### GIVEN TASK A:
In the sermon for the first Sunday of Christmas, which Gospel was the first to be written?

### EXCERPTED TEXT:
Sermon by Fr James Heard, Sunday 31 December 2017, Christmas 1, United Benefice of Holland Park
Sermon by Fr James Heard, Sunday 31 December 2017, Christmas 1, United Benefice of Holland Park
Thank God for St Luke, whose Gospel we hear this week. Mark,
the first Gospel to be written, doesn’t have a birth narrative. John’s Gospel
starts with a universal cosmic dimension – in the beginning was the word, and
the word became flesh. Without Luke’s account we would have no stable, no
manger, no shepherds, no heavenly host.
Some people find the inconsistencies of the Gospel’s
confusing, some people even lose their faith over it. Others try to make sense
of it in a different way. This week I read one blog about the Christmas story
which suggested that we needed to deconstruct the Christmas story. Was there
really Magi, wise men from the East? Did it really happen in a stable and did
it really happen in Bethlehem? These are all worthwhile questions. And I
suppose the writer was quite rightly concerned that people in the sceptical
West don’t write off the story as simply a fairy tale with no inherent meaning,
apart from a good excuse to indulge in some lovely food/ wine and presents.

### GIVEN TASK B:
Put the part of the rows below that opens with the line containing "Provide one point per instance of the concrete walkway" and closes with the line containing "x=271 y=279" into a numbered list, skipping blank lines and leaving out the pictures.

### SUPPLIED MATERIAL:

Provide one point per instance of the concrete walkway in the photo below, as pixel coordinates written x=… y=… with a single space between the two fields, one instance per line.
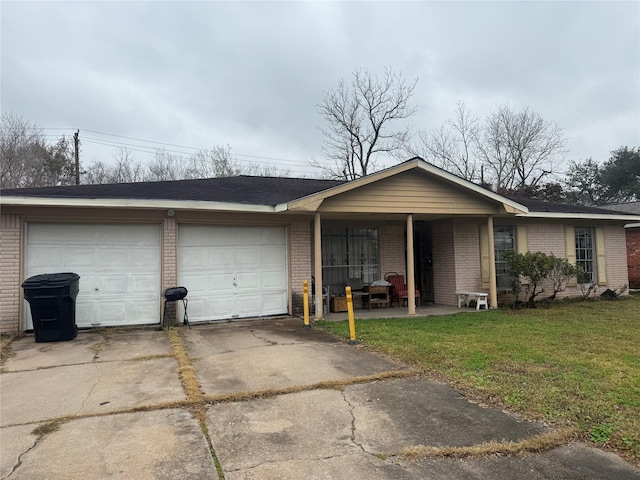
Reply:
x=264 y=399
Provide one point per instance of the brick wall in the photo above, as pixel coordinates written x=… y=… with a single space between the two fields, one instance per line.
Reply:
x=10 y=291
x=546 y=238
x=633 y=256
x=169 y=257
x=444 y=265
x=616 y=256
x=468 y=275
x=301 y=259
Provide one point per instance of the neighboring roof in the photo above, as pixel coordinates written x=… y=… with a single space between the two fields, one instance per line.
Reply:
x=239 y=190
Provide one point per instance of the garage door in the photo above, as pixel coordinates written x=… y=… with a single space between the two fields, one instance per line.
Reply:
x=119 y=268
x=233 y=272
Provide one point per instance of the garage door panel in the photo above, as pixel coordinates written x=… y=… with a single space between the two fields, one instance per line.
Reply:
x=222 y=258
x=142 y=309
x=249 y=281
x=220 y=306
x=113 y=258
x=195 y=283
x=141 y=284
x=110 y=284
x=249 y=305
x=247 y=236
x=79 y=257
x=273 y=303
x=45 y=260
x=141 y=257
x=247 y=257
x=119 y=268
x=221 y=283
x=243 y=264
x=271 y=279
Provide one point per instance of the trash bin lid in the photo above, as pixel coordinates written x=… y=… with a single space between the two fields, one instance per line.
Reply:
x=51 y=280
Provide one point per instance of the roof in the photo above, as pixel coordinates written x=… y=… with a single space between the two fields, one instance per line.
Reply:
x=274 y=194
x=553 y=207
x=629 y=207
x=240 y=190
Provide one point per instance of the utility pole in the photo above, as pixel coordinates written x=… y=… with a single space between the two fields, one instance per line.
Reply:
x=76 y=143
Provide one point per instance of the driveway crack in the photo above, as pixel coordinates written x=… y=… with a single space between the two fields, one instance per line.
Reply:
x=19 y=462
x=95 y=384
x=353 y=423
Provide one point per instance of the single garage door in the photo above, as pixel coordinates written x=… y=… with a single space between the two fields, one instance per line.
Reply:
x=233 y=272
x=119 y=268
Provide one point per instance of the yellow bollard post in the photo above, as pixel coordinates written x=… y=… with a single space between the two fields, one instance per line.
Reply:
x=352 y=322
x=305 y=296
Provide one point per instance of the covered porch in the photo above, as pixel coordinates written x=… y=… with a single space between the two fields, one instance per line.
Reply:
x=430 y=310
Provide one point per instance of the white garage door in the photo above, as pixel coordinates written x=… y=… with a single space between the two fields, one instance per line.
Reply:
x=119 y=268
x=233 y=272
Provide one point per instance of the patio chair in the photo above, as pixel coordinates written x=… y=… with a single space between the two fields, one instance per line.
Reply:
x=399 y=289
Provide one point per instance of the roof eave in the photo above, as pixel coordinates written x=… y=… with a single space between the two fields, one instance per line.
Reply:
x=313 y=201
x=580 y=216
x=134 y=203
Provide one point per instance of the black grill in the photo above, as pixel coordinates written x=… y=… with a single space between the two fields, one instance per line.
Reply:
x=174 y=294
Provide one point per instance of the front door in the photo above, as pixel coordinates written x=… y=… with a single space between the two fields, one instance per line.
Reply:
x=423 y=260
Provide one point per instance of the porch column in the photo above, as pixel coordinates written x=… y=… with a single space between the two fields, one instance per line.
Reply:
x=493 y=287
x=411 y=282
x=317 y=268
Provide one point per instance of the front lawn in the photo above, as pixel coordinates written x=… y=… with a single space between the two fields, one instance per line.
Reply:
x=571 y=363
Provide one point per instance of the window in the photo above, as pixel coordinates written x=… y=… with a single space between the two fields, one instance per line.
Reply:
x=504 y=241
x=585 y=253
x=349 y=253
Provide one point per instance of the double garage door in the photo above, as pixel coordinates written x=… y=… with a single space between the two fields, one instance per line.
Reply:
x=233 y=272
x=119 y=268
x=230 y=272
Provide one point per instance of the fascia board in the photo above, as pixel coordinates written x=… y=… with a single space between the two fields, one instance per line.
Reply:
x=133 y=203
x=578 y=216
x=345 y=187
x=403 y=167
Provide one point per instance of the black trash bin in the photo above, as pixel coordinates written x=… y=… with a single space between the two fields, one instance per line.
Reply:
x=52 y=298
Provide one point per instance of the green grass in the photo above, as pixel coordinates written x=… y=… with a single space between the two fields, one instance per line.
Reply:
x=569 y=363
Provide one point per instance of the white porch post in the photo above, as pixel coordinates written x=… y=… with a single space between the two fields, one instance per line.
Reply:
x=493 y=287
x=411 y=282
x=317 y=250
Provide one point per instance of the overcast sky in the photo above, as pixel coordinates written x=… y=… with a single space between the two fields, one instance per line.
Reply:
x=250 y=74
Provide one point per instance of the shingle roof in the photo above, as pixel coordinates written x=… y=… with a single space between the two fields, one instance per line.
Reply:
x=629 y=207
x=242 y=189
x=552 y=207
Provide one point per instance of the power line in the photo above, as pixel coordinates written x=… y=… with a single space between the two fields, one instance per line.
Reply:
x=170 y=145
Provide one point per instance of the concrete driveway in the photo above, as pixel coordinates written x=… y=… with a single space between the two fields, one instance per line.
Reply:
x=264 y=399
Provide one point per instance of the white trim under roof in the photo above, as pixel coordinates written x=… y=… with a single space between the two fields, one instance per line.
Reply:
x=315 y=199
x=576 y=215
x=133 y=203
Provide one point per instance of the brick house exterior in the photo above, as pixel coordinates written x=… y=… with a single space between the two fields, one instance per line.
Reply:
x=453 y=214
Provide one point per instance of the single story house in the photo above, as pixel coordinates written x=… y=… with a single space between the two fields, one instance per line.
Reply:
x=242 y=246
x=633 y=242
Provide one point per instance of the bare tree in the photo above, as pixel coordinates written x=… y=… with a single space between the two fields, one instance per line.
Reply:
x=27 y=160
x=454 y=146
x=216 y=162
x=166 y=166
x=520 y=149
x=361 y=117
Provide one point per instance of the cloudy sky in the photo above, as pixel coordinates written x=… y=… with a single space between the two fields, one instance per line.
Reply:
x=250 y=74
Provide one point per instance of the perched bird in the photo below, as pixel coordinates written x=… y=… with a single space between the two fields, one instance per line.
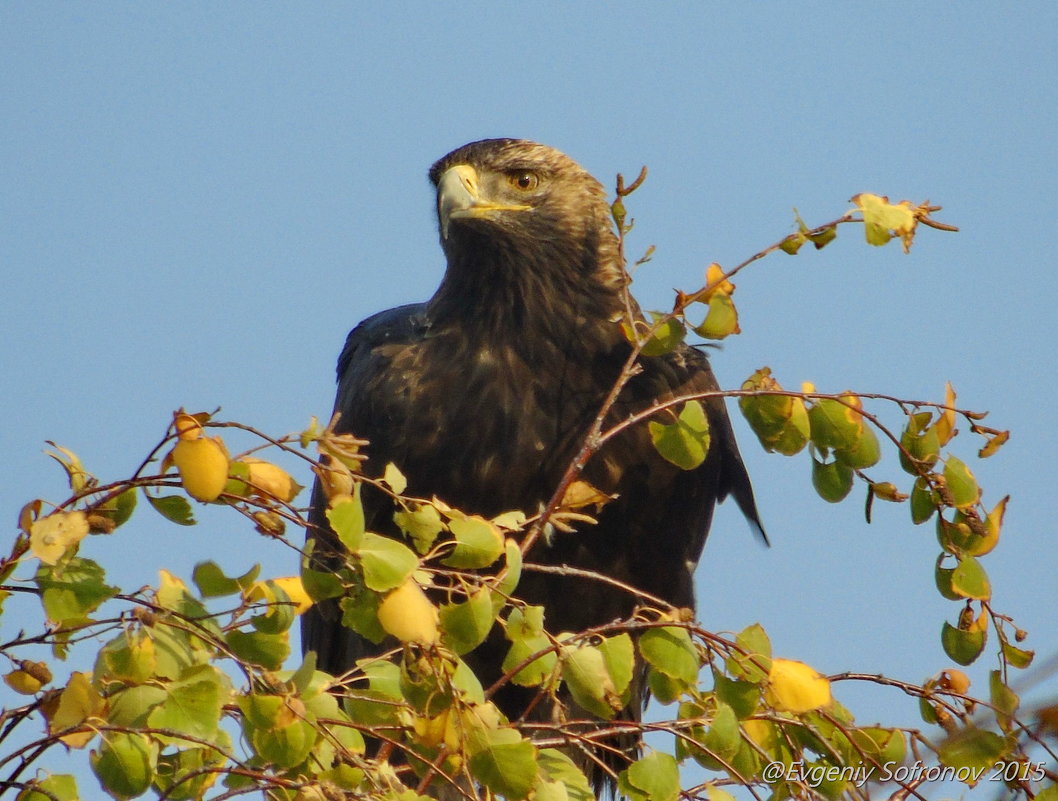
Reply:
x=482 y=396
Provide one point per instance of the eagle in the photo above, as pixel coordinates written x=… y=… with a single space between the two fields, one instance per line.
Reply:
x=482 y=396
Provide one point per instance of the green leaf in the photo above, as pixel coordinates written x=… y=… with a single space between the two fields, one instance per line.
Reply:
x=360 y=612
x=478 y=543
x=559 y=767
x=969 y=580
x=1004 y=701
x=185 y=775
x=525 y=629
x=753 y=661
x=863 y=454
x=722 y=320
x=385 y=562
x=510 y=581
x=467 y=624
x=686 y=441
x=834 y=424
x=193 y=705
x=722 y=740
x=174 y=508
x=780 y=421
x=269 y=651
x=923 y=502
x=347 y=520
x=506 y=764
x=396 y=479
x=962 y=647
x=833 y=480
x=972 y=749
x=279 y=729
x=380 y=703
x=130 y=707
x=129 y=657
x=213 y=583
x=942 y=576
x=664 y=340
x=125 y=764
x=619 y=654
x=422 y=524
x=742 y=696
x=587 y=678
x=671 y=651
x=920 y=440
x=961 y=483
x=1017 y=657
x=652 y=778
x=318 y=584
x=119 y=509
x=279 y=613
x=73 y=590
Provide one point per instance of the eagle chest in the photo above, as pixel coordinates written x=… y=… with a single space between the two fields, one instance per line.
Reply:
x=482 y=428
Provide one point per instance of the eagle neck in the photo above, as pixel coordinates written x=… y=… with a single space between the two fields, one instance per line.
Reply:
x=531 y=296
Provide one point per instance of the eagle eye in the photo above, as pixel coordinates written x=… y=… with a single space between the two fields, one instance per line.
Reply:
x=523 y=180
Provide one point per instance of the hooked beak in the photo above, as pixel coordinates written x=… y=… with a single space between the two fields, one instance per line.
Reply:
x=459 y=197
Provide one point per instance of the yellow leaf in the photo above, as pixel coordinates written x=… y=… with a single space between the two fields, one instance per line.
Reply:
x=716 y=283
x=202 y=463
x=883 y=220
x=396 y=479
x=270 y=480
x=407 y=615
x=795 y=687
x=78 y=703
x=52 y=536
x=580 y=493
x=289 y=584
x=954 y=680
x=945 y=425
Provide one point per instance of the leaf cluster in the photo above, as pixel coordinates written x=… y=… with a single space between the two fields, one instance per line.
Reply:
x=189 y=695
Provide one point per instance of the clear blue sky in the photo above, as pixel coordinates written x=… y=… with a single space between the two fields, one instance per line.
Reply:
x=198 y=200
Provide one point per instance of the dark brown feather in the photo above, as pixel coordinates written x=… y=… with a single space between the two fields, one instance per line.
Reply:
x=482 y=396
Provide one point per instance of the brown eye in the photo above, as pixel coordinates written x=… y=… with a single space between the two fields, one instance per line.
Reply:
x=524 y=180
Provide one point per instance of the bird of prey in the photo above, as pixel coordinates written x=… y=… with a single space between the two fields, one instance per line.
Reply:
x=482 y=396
--
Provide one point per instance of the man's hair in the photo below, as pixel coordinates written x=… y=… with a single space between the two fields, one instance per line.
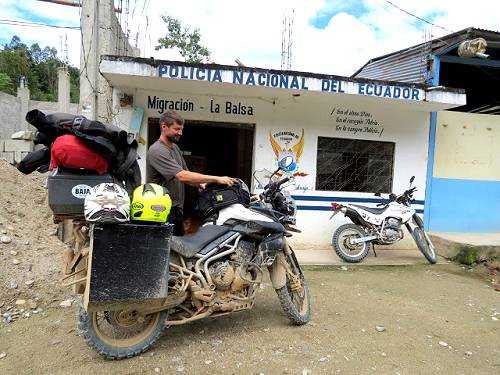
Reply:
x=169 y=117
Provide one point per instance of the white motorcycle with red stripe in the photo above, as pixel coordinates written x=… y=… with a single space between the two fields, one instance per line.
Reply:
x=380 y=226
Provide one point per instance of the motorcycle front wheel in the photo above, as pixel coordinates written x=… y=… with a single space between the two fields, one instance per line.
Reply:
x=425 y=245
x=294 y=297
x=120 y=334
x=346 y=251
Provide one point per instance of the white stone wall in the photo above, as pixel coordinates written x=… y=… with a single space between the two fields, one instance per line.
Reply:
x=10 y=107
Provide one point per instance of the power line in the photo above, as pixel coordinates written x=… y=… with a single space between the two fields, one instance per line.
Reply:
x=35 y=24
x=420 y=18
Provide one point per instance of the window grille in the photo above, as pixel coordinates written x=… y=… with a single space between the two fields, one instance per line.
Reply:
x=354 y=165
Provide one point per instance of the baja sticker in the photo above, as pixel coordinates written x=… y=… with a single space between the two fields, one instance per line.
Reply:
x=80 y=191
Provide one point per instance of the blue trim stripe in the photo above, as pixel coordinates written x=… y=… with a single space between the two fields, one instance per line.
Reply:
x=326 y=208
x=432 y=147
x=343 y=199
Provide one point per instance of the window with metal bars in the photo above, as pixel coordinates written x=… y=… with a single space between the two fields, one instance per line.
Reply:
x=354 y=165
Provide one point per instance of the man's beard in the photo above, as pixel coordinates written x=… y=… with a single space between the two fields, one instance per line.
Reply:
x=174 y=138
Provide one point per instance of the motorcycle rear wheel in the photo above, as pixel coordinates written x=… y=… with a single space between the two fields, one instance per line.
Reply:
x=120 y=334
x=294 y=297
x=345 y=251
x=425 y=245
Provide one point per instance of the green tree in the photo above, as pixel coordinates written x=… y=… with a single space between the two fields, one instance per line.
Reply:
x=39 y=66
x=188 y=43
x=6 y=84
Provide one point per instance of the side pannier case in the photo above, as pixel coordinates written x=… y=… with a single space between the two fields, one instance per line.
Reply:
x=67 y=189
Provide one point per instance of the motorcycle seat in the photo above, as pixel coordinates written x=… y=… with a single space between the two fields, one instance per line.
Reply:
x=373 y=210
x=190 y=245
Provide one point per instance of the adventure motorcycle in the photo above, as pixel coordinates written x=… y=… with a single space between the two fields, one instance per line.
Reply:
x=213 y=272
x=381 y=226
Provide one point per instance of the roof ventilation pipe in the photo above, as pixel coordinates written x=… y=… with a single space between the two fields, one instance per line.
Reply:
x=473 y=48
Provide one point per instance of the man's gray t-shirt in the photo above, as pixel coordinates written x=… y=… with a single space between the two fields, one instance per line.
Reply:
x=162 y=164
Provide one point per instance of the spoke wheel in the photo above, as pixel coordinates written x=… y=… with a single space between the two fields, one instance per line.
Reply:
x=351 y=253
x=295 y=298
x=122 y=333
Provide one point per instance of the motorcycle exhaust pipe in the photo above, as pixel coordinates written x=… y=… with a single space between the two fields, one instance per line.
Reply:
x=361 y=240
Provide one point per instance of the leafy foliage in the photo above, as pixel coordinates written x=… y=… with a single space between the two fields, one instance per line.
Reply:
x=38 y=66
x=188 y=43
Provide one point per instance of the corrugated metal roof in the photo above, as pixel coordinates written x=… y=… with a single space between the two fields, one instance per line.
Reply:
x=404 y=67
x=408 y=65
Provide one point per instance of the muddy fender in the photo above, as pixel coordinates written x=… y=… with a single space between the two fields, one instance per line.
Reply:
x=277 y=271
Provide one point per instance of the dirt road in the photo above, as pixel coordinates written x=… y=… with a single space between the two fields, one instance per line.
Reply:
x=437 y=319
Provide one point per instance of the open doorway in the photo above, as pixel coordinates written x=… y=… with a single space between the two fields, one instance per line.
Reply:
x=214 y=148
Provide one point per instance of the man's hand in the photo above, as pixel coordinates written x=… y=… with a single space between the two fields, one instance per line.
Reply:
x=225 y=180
--
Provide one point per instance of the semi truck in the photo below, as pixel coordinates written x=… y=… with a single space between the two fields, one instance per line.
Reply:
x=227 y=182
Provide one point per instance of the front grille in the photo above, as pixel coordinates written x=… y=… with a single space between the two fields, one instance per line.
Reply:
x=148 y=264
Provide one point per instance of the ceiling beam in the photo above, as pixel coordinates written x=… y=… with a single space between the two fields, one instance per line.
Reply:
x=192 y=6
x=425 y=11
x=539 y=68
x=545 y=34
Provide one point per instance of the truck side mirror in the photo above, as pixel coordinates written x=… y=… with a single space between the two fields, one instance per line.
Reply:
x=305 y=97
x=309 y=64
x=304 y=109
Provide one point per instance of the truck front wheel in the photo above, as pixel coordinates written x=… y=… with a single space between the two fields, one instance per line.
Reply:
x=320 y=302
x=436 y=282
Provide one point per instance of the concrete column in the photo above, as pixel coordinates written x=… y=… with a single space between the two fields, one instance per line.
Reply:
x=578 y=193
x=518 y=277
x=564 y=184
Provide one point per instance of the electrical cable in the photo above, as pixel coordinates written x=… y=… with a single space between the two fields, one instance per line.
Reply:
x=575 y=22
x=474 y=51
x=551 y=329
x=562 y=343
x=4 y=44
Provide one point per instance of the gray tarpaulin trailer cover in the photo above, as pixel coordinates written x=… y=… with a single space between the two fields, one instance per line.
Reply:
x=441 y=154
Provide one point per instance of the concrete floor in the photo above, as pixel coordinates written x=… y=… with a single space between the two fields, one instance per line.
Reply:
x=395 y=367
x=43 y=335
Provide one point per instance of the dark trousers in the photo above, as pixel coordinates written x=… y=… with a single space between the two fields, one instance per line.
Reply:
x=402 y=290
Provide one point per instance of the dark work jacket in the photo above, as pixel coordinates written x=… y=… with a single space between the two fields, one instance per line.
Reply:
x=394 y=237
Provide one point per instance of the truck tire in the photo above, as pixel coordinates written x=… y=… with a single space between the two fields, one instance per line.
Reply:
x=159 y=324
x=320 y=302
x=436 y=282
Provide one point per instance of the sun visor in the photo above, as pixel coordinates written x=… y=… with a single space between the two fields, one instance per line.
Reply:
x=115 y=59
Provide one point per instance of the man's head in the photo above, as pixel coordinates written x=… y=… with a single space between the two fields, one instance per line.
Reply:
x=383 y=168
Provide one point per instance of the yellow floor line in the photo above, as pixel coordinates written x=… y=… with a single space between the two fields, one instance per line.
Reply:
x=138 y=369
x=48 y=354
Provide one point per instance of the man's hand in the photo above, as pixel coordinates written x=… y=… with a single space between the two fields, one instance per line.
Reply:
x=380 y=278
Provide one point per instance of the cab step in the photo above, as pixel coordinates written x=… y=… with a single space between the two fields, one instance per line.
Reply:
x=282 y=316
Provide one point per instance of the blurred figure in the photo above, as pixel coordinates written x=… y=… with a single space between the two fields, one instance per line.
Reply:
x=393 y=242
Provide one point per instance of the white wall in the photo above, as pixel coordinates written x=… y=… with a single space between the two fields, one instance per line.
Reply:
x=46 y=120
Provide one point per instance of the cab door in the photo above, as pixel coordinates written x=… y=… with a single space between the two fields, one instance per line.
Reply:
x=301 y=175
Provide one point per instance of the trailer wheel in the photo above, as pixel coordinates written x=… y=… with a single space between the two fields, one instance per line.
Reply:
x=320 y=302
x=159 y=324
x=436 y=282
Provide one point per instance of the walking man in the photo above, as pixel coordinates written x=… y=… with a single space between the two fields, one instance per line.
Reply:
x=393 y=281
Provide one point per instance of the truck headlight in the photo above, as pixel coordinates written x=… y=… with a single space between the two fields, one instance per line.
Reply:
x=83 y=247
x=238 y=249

### COMPLETE OUTPUT A:
Mark

### COMPLETE OUTPUT B:
1. Provide one point per instance of the concrete walkway in the photo below, as pixel coordinates written x=… y=… with a single space between the two fields, one instance per line.
2. Reply:
3. x=264 y=399
4. Provide one point per instance of the brick wall in the photo above, as pixel coordinates written x=… y=… with a single space between the two fields, one instance per line.
5. Reply:
6. x=10 y=291
7. x=546 y=238
8. x=633 y=256
9. x=169 y=257
10. x=444 y=265
11. x=616 y=256
12. x=468 y=275
13. x=301 y=259
14. Provide one point per instance of the neighboring roof in the photo above, as pixel coordinates written x=… y=… with a single space between the two fields, one instance per line.
15. Reply:
16. x=239 y=190
17. Provide one point per instance of the garage door in the photo above, as pixel coordinates written x=… y=… with a single space between the two fields, one instance per line.
18. Reply:
19. x=119 y=268
20. x=233 y=272
21. Provide one point per instance of the garage door panel in the photo above, as pixel coordinates written x=… y=… with a single space between the two fields, one instance per line.
22. Reply:
23. x=222 y=258
24. x=142 y=309
25. x=249 y=281
26. x=220 y=306
27. x=113 y=258
28. x=195 y=283
29. x=141 y=284
30. x=110 y=284
31. x=249 y=305
32. x=247 y=236
33. x=79 y=257
34. x=273 y=303
35. x=45 y=260
36. x=141 y=257
37. x=247 y=257
38. x=119 y=268
39. x=221 y=283
40. x=243 y=264
41. x=271 y=279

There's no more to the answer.